__Given text__.
Obituaries & tributes

George Grey TRIBUTES
Joan Limb William Edward Court
  Joan Limb

Grey On 27 July, George Grey, MRPharmS, of 1 Laurel Close, Burgess Hill, West Sussex RH15 0UG. Mr Grey registered in 1932.

Limb On 17 July, Joan Limb, MRPharmS, of 13 Avenue Road, Normoss, Blackpool, Lancashire FY3 7SG. Mrs Limb registered in 1939 (see Tribute).

Tribute

Court In a tribute to the late William Edward Court (PJ, 7 August, p205), EDWARD MALLINSON writes:

Bill Court and I started at Bradford University on the same day, he as reader and head of the department of pharmacognosy and I as a mere undergraduate. Although our relationship at first was one of teacher-student, it developed to one of friendship when he became mentor and supervisor for my final year project studying the alkaloids of Rauwolfia cuminsii. His passion for pharmacognosy was infective and my interest in the subject, which still remains after more than 30 years, is testament to his enthusiasm and ability to impart that to others.

Bill was an active member of the Bradford branch of the Society and we met regularly at branch meetings. He had been secretary of a previous branch and was an invaluable source of advice to someone like me starting out as a branch officer not long after leaving university. That advice was always freely given and usually accompanied by some anecdote or other. Even when I moved north in the late 1970s we continued to keep in touch and usually met either at the branch representatives’ meetings or at the British Pharmaceutical Conference for the British Society for the History of Pharmacy session.

In latter years Bill was unable to attend the Conference, but we kept in touch at Christmas with the usual card and letter. His death marks the end of an era for me, but I shall always remember the sight of Bill and the late “Tommy” Wallis (an external examiner at Bradford in the late 1960s and early 1970s) ambling arm in arm towards the pharmacognosy laboratories. This epitomised the new and the old in perfect harmony. He will be missed by all who knew and respected him. My sympathies go to his wife Mai and family.


Limb In a tribute to the late Joan Limb, Joan Alderson writes:

Joan Limb registered in July 1939 and only came off the Register in January of this year. After suffering a slight stroke at the age of 82, four years ago, she was reluctantly persuaded to give up her locum duties but remained active, attending meetings and insisted on driving herself to St Albans to visit her daughter until just before Christmas, which was typical of her character.

__Extracted entries__.
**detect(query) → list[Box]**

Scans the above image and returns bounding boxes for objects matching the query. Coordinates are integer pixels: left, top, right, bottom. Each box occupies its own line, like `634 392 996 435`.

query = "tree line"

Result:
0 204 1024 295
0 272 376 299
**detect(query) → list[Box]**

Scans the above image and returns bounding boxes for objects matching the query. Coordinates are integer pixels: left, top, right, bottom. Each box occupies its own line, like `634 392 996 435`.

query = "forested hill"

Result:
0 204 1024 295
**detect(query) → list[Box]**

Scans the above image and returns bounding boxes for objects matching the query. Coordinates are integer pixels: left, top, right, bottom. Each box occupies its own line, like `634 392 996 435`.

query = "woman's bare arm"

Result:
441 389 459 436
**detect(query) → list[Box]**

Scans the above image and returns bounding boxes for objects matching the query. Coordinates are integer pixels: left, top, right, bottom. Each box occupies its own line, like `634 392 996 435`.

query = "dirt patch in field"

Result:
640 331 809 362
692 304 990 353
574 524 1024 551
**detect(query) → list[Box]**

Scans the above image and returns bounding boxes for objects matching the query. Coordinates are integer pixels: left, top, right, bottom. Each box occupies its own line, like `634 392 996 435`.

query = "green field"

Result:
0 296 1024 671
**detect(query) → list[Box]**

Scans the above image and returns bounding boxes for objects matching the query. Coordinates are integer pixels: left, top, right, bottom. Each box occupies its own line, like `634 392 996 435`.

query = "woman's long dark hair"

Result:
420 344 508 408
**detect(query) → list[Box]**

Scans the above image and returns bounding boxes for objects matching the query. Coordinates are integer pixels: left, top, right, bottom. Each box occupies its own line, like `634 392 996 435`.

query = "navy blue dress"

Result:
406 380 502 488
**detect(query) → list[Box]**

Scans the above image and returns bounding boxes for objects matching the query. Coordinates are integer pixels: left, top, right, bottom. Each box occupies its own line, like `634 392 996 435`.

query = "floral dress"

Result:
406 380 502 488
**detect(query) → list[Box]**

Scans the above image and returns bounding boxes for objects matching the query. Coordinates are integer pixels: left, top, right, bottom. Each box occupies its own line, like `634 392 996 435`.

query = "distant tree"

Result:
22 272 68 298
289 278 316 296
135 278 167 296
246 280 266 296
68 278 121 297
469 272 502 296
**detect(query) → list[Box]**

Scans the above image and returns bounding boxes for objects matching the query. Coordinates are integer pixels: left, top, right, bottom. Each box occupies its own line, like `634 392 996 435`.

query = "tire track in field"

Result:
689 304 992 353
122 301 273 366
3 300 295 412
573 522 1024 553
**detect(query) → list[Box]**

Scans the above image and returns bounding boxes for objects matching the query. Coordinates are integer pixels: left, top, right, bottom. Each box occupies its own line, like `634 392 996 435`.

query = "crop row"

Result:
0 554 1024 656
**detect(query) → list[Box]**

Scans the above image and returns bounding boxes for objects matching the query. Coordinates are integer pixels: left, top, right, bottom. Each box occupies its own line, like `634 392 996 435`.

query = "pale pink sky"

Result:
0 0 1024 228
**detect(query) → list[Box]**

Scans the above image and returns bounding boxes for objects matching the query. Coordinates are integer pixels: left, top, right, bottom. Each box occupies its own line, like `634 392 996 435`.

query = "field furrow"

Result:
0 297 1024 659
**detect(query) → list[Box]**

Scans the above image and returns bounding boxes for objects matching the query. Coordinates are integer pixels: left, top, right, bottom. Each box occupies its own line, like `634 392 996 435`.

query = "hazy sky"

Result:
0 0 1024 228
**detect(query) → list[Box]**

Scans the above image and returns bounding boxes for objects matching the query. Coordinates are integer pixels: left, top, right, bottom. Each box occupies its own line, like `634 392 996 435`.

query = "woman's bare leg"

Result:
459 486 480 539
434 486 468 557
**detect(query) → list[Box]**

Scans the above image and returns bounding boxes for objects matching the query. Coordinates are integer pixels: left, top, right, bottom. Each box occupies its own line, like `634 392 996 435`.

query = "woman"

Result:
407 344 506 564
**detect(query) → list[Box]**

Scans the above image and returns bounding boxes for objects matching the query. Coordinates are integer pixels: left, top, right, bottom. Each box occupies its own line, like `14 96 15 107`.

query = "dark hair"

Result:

__Problem description__. List every person the obituaries page identifies as having died.

__Exercise result__. George Grey, Joan Limb, William Edward Court, "Tommy" Wallis